Text
-------------------------

Though the attacks on the World Trade Center and the Pentagon have sparked heroic efforts from larger telecommunications companies, one smaller outfit has found a novel way to pitch in. Videoconferencing leader PictureTel is offering its worldwide network of host sites, streaming equipment and backbones up to victims, relief personal and their families.
“Between ourselves and our distribution partners, we have lots of facilities,” says Ned Semonite, executive vice president at PictureTel. “We want all these people affected by this crisis to be able to use these rooms.”
The service is being dubbed Video Relief and has been posted, or referred to, on a wide verity of disaster-relief Web sites, according to the company. The free conferencing effort, which started Sept. 12, has allowed emergency teams, hospitals, and humanitarian relief groups to communicate. Semonite said that the PictureTel technology had been used primarily by the Defense Department and disaster organizations like the Federal Emergency Management Agency.
But Semonite was less optimistic about how much actual good the service has done. Most disasters in which videoconferencing have been used, like the Seattle earthquake, resulted in far more wounded to treat than the current attacks. These grim events saw the vast majority of victims simply missing and presumed dead. The company Web site, for example, has seen only 10,000 visits, with less than two dozen conferences taking place outside of core government functions. “There were just not enough injured people inn this particular emergency who needed care,” Semonite said.
The free service comes at a lean time for the videoconferencing industry. PictureTels last quarter saw its net cash from operations skid 21%, with its operations being merged with large competitor Polycom and the company facing an SEC investigation for filings it made back in 1999.
The companys woes go beyond the recent downturn in the economy, which has clearly hurt it, to a stubborn resistance to their basic product. Modern videoconferencing was developed just after the Second World War and has been demonstrated almost continuously since the mid 1960s with little deployment, according to analysts.
“It has been a very hard sell,” says Steve Vonder Haar, director at The Yankee Group. “But perhaps this disaster has created a window for the new technology.”
Certainly, many companies are looking at alternatives to travel. And videoconferencing could emerge as an important new alternative. There has been a direct increase in audio conference calls in the past week, according to PictureTel. And the company hopes it will see this demand spill over into video.
“An event like this causes people to stick their head up and look at other options,” Semonite said.

-------------------------

Dataset entries
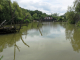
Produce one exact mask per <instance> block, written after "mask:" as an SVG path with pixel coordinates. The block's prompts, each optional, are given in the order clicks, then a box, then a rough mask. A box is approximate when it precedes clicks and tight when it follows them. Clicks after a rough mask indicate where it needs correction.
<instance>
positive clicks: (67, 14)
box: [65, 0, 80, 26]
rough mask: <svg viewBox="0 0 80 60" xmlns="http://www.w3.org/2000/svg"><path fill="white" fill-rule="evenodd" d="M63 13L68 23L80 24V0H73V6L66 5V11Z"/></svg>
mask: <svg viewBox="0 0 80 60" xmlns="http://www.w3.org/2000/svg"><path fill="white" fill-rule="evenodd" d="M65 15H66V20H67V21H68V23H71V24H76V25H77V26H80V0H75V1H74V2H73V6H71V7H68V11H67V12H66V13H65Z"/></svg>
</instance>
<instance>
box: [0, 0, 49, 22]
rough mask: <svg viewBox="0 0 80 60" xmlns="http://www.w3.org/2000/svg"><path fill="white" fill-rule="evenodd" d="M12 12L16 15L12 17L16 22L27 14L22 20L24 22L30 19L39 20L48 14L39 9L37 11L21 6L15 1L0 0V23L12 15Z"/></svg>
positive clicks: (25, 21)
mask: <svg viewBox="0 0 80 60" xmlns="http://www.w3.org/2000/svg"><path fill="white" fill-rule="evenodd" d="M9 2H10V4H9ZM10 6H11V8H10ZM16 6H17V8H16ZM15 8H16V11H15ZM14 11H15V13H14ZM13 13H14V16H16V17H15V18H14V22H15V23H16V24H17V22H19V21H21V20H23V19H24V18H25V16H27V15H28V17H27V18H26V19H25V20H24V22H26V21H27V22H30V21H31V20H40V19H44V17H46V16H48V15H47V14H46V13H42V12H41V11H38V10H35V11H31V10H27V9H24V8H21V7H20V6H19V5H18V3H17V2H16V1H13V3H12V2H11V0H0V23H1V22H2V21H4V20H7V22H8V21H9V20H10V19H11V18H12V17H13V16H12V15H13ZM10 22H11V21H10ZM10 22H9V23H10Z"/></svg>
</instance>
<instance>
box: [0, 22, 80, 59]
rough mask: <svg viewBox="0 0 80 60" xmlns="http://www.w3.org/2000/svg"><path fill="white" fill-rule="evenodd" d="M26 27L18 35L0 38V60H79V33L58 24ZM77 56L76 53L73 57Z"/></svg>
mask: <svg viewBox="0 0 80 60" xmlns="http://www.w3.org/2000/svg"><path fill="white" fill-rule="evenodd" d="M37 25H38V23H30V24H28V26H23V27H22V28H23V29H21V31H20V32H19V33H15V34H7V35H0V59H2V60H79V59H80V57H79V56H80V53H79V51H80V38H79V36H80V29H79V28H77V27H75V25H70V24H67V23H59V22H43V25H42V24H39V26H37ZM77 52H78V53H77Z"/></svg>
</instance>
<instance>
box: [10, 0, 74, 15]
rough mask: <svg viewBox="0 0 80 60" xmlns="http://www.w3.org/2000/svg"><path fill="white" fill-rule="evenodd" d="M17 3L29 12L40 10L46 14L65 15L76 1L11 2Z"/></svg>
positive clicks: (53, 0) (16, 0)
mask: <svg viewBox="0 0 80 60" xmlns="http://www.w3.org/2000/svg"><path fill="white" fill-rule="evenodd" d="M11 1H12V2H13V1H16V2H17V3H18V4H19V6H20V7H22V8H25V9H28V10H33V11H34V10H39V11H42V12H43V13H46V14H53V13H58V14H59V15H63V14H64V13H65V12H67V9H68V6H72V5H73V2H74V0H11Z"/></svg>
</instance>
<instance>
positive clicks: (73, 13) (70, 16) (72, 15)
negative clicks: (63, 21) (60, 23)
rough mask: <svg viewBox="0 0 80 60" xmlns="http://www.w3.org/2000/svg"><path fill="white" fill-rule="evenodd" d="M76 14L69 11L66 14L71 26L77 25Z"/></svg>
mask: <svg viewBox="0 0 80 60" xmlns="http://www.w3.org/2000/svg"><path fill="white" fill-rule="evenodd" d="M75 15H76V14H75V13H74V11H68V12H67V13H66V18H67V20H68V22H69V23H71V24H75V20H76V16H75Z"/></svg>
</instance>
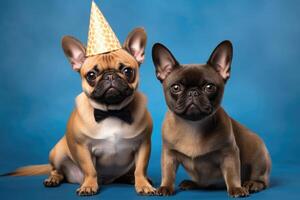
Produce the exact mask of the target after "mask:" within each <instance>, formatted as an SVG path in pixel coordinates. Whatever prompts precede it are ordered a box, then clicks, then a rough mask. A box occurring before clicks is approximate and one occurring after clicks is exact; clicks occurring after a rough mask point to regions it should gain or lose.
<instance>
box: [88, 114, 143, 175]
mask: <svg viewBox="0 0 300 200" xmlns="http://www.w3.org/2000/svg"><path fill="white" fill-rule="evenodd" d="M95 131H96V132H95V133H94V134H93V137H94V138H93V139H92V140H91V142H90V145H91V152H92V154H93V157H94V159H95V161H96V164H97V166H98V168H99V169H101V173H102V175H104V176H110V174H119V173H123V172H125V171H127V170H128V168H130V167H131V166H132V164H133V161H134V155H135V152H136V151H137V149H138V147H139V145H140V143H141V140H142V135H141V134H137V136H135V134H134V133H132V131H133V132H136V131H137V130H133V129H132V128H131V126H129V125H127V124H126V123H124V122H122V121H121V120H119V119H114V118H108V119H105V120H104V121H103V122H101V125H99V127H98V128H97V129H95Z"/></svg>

-------------------------

According to the text about PictureTel's Video Relief service, on what date did the free conferencing effort start?

Sept. 12